▶ Work required
Beginning with the line that contains "Each instance of the oak", extract each line through the end of the listing below, with no additions or omissions.

▶ Excerpts of pointing data
○ ○ ○

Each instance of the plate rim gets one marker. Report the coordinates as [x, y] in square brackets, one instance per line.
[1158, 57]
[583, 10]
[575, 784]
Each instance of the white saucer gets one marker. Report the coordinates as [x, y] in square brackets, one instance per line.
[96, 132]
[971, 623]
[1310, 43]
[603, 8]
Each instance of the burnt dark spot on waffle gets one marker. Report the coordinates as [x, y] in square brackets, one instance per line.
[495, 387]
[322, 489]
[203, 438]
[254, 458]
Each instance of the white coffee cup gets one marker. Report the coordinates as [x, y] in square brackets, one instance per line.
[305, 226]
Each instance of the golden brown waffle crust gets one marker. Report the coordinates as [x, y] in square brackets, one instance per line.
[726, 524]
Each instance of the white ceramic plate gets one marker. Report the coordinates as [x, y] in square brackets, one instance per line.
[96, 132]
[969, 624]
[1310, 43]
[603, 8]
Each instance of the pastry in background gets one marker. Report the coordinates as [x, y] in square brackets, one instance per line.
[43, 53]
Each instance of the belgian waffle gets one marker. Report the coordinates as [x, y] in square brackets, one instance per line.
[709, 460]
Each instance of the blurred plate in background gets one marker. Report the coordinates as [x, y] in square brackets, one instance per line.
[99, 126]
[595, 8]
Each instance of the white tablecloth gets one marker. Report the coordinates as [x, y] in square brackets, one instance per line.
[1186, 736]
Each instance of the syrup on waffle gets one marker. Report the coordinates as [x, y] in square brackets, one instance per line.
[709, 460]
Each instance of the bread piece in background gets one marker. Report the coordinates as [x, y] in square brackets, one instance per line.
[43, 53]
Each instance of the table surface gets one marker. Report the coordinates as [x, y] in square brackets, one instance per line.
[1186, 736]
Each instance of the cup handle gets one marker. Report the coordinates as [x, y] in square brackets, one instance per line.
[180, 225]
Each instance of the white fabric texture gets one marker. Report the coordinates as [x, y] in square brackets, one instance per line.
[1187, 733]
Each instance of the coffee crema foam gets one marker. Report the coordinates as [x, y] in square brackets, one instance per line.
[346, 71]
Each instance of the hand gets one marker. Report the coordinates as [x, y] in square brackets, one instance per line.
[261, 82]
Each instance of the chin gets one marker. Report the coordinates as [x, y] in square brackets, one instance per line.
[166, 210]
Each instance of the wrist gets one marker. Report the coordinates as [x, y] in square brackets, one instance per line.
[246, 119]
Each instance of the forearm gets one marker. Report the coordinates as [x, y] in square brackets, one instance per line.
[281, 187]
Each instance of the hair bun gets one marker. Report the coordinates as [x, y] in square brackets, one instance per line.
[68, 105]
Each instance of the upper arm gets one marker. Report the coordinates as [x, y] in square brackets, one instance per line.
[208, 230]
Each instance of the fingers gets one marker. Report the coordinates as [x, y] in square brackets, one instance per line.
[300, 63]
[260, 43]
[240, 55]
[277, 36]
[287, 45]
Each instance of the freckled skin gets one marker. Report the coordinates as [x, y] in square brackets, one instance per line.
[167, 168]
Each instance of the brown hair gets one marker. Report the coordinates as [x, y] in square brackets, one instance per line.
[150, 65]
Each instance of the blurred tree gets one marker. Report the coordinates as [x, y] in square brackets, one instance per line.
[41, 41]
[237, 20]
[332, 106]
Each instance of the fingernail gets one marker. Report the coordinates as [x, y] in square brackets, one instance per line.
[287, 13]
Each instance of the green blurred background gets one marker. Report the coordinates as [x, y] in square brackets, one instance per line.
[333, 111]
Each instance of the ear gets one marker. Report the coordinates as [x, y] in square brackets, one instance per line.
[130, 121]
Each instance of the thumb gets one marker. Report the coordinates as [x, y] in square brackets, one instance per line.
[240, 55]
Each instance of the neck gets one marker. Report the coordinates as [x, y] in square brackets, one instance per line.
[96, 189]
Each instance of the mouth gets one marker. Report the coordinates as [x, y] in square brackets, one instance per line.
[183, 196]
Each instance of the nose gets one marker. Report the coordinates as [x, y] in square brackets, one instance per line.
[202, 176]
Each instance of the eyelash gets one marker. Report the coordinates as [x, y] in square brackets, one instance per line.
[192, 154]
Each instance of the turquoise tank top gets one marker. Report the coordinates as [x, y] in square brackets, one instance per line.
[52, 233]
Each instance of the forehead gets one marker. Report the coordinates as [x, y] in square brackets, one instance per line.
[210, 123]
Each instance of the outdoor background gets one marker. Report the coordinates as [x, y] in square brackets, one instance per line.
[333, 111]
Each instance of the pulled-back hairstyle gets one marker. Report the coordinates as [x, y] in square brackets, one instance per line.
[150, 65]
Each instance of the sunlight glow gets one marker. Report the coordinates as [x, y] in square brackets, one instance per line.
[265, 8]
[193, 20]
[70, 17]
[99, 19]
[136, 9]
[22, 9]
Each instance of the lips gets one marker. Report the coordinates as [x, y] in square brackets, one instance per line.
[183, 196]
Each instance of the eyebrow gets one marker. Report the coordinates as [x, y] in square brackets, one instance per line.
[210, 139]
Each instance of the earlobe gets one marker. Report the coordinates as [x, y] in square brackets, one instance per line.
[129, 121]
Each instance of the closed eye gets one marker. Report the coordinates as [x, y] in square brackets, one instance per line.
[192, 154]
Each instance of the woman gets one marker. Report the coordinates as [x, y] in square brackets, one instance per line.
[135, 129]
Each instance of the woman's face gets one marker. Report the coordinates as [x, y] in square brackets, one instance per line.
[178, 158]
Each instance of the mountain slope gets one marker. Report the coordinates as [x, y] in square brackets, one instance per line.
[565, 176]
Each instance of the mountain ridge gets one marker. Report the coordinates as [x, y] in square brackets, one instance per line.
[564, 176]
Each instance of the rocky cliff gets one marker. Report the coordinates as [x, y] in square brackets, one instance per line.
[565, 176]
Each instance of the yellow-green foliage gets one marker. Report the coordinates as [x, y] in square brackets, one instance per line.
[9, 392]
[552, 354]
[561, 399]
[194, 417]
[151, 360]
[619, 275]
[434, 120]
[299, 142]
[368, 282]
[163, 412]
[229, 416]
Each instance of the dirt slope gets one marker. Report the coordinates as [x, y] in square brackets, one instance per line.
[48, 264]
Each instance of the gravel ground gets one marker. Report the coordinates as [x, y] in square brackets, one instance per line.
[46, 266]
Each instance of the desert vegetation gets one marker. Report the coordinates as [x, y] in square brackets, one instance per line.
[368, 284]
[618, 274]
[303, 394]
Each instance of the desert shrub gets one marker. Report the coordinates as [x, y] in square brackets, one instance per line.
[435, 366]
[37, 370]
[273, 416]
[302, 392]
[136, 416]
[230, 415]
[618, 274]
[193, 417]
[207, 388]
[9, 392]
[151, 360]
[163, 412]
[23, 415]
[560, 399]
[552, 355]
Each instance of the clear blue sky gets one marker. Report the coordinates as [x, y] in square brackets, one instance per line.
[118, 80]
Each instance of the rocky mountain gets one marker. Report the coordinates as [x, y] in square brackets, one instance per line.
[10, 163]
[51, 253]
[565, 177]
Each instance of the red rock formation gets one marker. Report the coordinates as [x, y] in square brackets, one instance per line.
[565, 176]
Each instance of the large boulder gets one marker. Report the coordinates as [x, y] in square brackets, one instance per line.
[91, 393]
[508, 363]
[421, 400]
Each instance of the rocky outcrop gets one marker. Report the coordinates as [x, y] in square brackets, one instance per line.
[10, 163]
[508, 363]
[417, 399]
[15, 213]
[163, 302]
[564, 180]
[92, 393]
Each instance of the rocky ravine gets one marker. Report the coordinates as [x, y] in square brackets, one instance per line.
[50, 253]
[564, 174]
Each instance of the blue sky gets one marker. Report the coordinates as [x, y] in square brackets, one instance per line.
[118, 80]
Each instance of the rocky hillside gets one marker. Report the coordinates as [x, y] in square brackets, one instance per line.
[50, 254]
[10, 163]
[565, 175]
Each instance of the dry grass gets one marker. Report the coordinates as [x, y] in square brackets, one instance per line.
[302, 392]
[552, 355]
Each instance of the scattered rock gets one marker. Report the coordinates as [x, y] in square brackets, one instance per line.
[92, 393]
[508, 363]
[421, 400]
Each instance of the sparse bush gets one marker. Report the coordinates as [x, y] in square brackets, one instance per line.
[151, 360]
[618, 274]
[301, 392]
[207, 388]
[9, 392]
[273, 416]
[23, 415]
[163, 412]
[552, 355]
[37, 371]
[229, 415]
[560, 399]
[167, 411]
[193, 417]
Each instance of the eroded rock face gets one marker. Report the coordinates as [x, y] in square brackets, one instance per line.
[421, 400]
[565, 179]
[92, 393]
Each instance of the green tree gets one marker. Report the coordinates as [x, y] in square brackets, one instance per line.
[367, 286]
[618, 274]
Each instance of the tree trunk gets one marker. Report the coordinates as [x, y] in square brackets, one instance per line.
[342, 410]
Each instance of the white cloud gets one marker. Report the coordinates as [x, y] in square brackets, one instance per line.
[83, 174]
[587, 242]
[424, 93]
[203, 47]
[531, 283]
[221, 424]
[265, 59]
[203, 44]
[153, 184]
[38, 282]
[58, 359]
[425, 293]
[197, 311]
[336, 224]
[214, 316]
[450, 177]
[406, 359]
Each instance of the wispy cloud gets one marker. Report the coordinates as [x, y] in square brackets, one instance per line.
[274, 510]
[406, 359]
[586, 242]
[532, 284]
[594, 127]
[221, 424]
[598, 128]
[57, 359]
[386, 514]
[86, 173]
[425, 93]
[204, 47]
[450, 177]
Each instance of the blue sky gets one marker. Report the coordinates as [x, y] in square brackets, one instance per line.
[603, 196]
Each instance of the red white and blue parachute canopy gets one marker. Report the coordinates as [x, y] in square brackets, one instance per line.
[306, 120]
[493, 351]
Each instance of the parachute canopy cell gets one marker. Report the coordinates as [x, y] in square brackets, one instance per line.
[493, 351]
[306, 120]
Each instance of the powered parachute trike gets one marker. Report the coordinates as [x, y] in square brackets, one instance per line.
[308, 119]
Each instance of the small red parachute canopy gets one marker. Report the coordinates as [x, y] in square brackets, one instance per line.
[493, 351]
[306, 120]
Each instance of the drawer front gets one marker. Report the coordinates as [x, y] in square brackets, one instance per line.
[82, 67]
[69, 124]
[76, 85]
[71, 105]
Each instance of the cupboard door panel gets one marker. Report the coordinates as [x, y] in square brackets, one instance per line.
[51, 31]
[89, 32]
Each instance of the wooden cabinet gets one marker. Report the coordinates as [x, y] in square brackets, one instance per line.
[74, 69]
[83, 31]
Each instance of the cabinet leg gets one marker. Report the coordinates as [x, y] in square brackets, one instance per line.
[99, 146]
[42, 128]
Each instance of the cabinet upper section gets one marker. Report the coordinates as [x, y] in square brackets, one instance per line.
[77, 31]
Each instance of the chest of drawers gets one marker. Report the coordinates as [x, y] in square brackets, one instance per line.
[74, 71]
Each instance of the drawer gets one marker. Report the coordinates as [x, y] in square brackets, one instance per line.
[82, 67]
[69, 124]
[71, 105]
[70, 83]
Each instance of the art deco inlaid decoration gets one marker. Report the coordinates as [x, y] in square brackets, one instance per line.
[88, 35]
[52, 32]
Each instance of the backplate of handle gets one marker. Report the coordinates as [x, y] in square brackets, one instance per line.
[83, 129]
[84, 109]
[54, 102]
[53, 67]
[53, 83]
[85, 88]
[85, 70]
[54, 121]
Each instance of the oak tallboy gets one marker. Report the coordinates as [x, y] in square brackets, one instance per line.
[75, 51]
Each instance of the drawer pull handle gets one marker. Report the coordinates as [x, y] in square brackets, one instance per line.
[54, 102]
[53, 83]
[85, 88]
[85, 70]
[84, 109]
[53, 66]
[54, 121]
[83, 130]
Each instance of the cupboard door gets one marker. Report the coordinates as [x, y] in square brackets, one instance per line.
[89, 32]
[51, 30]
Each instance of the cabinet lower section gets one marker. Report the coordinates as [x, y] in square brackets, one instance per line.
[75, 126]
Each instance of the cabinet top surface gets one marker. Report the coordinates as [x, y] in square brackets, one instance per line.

○ ○ ○

▶ Answer to the task
Each instance of the oak tallboy gets one marker. Report the coordinates as [x, y] in square brackets, one instance per line.
[75, 51]
Each instance of the drawer pull handle gets one marker. Report the coordinates as [x, y] in square brackets, one instance per line.
[54, 102]
[53, 83]
[85, 88]
[85, 70]
[84, 109]
[53, 66]
[54, 121]
[83, 130]
Each instance of the cupboard door gets one marker. Report the coordinates as [x, y] in square brackets, one instance per line.
[89, 32]
[51, 30]
Each instance of the cabinet lower section gets one marker. Report the coordinates as [x, y] in square brackets, one instance per line.
[75, 126]
Each instance of the cabinet top surface gets one marker. Report the coordinates as [x, y] in square brackets, one instance per line.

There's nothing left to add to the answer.